▸ WORK INSTRUCTION: Your answer must match the data word for word.

▸ EXERCISE DATA:
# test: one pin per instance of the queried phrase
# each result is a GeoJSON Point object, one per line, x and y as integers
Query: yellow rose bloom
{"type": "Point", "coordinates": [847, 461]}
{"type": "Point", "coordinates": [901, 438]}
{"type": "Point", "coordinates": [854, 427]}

▸ THE ANSWER:
# test: one pin per instance of the queried phrase
# each result is a GeoJSON Point object, one per line, x and y as integers
Query: yellow rose bloom
{"type": "Point", "coordinates": [847, 461]}
{"type": "Point", "coordinates": [901, 438]}
{"type": "Point", "coordinates": [854, 427]}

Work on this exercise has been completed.